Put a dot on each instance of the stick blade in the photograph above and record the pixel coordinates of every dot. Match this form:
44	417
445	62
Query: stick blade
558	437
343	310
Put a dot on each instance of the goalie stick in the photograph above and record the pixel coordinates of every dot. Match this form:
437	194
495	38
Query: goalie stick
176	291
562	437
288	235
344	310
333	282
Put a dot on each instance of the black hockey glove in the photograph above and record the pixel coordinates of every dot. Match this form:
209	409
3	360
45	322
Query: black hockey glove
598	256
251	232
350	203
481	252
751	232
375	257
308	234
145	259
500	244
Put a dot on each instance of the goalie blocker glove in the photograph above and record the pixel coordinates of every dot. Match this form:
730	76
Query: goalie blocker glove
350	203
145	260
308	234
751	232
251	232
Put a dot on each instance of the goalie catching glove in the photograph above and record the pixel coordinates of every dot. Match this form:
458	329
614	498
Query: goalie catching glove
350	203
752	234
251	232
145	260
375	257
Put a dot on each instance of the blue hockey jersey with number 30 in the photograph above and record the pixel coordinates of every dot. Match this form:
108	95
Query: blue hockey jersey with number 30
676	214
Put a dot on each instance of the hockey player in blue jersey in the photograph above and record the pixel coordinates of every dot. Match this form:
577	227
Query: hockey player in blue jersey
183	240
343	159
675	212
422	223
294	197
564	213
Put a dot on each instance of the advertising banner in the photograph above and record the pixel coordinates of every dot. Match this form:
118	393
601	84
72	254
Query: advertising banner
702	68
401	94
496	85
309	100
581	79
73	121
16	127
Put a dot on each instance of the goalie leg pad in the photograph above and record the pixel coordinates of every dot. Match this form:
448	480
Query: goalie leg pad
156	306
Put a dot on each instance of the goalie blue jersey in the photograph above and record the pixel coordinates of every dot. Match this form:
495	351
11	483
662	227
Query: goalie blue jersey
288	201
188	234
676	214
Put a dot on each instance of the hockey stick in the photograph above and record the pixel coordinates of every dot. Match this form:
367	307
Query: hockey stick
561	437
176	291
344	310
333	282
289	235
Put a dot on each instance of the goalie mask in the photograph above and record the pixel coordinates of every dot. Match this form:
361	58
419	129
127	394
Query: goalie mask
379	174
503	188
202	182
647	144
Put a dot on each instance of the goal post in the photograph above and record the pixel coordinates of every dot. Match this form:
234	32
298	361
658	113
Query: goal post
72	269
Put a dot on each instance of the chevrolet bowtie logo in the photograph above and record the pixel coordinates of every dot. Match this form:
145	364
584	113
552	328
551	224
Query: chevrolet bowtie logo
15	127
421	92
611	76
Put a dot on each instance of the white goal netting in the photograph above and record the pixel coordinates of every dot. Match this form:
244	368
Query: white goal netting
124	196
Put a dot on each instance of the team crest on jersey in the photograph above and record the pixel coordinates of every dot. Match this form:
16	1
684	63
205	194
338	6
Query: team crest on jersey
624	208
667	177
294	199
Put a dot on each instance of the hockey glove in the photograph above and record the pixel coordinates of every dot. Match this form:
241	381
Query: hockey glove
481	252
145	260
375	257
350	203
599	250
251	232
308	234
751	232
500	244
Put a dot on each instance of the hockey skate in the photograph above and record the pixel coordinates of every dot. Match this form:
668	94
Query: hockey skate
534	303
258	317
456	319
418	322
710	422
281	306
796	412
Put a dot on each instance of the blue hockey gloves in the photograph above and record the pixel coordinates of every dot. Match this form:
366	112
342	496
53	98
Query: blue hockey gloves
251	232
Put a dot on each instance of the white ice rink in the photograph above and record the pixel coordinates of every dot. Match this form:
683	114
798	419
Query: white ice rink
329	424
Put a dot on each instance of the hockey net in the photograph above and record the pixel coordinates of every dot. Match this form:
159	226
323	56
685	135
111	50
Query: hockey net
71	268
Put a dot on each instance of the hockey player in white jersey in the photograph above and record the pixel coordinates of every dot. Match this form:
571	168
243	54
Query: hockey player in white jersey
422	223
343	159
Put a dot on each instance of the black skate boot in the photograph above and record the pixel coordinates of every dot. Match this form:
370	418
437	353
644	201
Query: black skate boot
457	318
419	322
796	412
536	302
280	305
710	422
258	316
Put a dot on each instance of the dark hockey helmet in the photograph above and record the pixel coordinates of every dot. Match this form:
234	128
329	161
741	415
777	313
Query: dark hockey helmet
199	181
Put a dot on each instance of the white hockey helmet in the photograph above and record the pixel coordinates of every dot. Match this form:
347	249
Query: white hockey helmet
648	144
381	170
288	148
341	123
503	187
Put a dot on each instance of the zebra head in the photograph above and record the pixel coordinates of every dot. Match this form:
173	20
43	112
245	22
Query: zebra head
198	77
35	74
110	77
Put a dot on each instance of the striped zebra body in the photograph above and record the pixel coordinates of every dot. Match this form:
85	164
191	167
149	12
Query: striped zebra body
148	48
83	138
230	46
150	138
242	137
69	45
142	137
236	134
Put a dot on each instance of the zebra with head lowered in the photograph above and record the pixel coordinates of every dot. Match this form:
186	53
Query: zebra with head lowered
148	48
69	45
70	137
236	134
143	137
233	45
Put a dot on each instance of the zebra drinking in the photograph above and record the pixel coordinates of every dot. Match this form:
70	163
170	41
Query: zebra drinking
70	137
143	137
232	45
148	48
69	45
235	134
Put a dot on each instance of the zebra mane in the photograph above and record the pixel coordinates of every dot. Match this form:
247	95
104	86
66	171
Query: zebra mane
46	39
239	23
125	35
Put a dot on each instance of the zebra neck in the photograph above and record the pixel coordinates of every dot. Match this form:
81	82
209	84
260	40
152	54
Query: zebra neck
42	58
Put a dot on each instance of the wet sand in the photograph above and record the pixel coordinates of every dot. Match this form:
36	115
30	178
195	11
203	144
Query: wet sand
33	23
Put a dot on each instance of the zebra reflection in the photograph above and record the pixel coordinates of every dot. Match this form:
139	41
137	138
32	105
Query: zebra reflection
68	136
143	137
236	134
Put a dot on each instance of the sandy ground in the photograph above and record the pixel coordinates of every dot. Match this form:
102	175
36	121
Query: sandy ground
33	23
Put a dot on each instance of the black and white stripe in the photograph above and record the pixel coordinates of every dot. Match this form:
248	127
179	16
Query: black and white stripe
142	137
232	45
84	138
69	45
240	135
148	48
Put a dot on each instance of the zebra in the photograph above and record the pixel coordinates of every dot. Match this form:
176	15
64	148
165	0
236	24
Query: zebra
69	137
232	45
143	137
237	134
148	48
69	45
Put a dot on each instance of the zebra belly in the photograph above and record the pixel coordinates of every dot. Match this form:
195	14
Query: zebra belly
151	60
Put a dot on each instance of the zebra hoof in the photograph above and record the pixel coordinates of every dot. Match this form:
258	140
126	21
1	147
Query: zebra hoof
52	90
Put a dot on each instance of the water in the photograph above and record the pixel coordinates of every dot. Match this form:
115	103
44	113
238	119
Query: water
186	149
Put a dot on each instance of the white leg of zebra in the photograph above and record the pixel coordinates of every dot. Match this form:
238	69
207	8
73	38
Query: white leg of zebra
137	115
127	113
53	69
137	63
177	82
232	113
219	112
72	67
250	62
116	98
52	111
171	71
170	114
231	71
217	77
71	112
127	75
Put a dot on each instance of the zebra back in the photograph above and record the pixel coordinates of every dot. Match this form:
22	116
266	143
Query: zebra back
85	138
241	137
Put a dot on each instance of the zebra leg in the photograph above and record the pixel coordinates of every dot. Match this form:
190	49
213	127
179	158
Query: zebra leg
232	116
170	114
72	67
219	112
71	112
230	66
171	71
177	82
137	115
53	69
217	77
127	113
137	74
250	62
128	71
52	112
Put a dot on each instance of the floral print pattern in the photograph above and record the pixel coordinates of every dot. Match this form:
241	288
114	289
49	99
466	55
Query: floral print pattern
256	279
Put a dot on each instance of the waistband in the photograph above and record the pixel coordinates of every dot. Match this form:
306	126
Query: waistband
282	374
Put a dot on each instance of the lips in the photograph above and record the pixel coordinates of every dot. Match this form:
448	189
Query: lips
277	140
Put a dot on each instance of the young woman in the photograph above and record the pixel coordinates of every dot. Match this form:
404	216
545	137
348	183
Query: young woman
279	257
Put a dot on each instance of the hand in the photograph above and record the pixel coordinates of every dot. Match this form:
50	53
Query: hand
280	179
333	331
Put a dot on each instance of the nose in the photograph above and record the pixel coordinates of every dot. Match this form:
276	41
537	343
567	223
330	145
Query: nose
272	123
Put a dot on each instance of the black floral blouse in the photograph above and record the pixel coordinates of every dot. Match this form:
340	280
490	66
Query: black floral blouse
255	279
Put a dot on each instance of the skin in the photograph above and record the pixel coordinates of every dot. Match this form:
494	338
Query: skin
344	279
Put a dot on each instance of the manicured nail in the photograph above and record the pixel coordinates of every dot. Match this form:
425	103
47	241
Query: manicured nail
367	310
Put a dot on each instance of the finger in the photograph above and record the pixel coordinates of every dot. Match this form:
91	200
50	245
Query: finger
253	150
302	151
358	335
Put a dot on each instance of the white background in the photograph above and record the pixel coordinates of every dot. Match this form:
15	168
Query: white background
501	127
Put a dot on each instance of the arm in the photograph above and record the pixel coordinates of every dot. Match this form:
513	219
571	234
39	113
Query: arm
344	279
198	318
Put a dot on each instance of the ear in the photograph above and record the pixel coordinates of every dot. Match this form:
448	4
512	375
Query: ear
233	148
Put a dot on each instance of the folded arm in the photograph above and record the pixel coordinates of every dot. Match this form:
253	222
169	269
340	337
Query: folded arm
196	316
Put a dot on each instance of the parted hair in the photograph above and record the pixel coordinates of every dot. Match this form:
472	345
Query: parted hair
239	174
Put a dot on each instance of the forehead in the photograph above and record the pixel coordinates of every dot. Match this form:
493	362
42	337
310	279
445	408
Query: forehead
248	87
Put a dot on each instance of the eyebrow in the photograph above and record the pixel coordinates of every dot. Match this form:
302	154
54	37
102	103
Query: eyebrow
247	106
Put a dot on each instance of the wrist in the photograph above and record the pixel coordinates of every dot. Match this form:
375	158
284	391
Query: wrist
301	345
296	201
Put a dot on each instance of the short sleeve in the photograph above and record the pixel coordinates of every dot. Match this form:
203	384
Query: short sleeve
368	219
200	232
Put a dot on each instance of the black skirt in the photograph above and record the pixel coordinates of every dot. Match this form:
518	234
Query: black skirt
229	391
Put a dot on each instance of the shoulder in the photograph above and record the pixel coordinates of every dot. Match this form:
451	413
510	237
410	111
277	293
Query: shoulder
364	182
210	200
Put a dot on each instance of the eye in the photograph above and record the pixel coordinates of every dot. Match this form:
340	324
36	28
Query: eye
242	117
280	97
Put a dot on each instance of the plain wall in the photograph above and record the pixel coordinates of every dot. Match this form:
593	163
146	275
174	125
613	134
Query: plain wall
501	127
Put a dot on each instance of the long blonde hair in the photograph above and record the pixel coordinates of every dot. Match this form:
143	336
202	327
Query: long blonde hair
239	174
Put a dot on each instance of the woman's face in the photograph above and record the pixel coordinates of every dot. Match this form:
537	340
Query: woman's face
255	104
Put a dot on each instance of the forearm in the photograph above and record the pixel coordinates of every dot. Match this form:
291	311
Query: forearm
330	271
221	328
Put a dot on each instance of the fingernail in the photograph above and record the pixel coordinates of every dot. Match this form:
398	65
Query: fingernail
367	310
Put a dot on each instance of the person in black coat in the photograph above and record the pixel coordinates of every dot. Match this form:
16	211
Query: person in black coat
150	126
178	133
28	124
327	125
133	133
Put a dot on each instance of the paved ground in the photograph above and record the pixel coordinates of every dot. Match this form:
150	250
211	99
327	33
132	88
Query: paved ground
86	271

◇ ◇ ◇ ◇ ◇ ◇ ◇

[WORK TO COMPLETE]:
Reproduce the listing above exactly from the line containing "Put a dot on each instance of the woman's" through its last line, with both of those lines included.

[FINISHED ANSWER]:
Put a dot on each instance of the woman's face in the photograph above and record the pixel coordinates of every dot. Match this form:
537	340
Query: woman's face
255	104
Put a dot on each instance of the forearm in the photograph above and record the pixel coordinates of every dot. Match this form:
291	311
Query: forearm
330	271
221	328
Put a dot on each instance of the fingernail in the photograph above and record the pixel coordinates of every dot. Match this form:
398	65
Query: fingernail
367	310
Put a dot on each instance of the person in black coat in the photograph above and record the pixel coordinates of every dot. Match this form:
16	211
Query: person in black coat
150	126
178	133
28	124
327	125
133	133
Put a dot on each instance of the paved ground in the photograph above and record the pixel coordinates of every dot. Match this form:
150	250
211	99
327	33
132	88
Query: paved ground
86	271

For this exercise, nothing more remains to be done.